Document passage START

Label: Provides the diagnosis label for Autism spectrum disorder for each subject. '0' denotes negative, and '1' indicates positive. It's a numpy array of shape (#sub).
corr: The correlation matrix calculated from BOLD time series data. It's a numpy array with the shape (#sub, #ROIs, #ROIs).
pcorr: Represents the partial correlation matrix derived from the BOLD time series data. It's a numpy array with dimensions (#sub, #ROIs, #ROIs).
site: Specifies where the data was collected for each subject. It's a numpy array with shape (#sub).
"corr matrix" are the actual inputs for BrainGB.
Label represents the target outcome we are interested in predicting, often indicating the diagnosis or condition of a subject in a brain study.
corr matrix describes the associated Brain Network. If you are considering running BrainGB using your own dataset, it's important to format your Label and corr matrix similarly to ensure compatibility and accurate results. Ensure that
Label is in a numpy array of shape (#sub) and
corr matrix is structured as a numpy array with the shape (#sub, #ROIs, #ROIs).
Run the BrainGB code, execute the following command:
python -m main.example_main --dataset_name ABIDE --pooling concat --gcn_mp_type edge_node_concate --hidden_dim 256
pooling specifies the pooling strategy to get a graph-level representation for each subject and
gcn_mp_type sets a message vector design for the
gcn model. If you choose
gat as the backbone model, you can use
gat_mp_type to set an attention-enhancing mechanism.

Document passage END

# Things to do:
[a] According to the BrainGB data description, what shape must the corr matrix have?
[b] Reproduce verbatim the part of the BrainGB data description between "Label represents the" and "as a numpy array with the shape (#sub, #ROIs, #ROIs).", inclusive.

Data extracts START

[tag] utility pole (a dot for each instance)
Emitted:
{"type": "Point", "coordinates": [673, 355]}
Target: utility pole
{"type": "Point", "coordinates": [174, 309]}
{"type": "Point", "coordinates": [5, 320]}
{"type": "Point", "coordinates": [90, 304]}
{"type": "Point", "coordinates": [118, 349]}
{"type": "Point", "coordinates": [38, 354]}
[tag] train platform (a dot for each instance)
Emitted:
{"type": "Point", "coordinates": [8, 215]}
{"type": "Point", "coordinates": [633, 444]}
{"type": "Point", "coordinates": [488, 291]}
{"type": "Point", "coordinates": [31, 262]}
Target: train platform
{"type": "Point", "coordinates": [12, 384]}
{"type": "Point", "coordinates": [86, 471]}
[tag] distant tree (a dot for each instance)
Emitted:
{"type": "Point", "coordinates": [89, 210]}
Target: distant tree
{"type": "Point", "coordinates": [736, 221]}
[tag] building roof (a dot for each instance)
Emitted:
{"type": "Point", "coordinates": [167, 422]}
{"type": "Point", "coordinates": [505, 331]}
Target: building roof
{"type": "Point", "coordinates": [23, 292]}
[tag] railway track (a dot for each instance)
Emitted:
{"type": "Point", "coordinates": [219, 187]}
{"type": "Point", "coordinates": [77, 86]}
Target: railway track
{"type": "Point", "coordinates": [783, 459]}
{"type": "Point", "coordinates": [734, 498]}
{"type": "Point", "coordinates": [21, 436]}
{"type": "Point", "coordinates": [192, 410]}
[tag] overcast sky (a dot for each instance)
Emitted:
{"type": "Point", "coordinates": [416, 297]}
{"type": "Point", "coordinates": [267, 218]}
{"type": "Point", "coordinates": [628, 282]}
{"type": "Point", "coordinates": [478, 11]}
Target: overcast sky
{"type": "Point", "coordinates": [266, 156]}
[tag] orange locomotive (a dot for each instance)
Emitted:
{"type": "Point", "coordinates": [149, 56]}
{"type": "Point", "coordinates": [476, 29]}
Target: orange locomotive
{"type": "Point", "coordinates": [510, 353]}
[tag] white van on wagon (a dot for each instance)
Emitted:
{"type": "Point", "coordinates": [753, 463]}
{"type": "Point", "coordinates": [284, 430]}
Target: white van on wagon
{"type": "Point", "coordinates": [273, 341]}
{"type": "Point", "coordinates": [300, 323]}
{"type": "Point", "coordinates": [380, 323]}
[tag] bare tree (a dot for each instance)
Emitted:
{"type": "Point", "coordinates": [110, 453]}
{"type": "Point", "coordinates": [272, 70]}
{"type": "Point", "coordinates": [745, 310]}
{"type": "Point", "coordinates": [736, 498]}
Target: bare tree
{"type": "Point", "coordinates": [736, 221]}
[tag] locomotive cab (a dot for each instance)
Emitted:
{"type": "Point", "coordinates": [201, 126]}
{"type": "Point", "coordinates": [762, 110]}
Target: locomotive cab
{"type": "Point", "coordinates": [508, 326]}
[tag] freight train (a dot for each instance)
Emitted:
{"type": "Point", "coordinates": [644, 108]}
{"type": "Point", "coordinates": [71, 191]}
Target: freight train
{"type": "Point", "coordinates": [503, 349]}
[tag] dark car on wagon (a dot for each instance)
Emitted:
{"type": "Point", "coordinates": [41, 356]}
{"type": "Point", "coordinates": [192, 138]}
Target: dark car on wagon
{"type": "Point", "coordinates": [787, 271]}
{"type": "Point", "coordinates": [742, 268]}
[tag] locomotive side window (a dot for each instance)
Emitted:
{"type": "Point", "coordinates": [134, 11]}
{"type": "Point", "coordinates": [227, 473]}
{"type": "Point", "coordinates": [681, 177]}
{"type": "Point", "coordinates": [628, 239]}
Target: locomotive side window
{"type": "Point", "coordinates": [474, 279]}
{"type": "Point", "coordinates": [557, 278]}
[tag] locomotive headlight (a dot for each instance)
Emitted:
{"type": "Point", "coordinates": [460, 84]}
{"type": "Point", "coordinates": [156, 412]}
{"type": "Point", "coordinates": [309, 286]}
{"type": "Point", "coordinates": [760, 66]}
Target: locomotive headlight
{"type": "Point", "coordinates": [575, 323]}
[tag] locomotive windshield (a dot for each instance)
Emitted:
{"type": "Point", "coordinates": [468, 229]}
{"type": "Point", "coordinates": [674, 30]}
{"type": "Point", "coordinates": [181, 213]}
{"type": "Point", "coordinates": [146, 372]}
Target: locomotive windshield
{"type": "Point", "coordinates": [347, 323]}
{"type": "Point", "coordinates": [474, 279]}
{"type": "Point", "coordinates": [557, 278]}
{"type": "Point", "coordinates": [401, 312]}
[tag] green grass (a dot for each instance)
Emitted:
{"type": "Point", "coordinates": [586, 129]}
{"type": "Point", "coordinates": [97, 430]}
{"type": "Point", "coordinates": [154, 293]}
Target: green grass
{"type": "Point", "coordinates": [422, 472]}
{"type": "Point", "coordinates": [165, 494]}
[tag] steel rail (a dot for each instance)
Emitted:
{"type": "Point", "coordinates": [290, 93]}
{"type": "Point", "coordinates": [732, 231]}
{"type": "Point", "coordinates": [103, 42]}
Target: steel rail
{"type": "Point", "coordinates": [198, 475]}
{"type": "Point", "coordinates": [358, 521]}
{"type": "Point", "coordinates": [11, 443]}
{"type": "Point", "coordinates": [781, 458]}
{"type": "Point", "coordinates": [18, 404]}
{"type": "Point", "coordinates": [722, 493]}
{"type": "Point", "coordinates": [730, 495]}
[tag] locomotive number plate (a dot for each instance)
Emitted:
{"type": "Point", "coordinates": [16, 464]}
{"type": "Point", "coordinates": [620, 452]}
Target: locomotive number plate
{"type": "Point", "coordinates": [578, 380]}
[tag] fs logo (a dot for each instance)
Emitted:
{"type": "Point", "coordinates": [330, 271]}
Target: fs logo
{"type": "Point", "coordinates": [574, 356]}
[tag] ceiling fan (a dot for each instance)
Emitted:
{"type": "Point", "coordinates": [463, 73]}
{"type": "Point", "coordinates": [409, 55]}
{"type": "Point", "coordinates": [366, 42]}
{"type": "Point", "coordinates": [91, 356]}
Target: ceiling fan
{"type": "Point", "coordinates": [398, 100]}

Data extracts END

# Solutions to the problems:
[a] It must be a numpy array with the shape (#sub, #ROIs, #ROIs).

[b]
Label represents the target outcome we are interested in predicting, often indicating the diagnosis or condition of a subject in a brain study.
corr matrix describes the associated Brain Network. If you are considering running BrainGB using your own dataset, it's important to format your Label and corr matrix similarly to ensure compatibility and accurate results. Ensure that
Label is in a numpy array of shape (#sub) and
corr matrix is structured as a numpy array with the shape (#sub, #ROIs, #ROIs).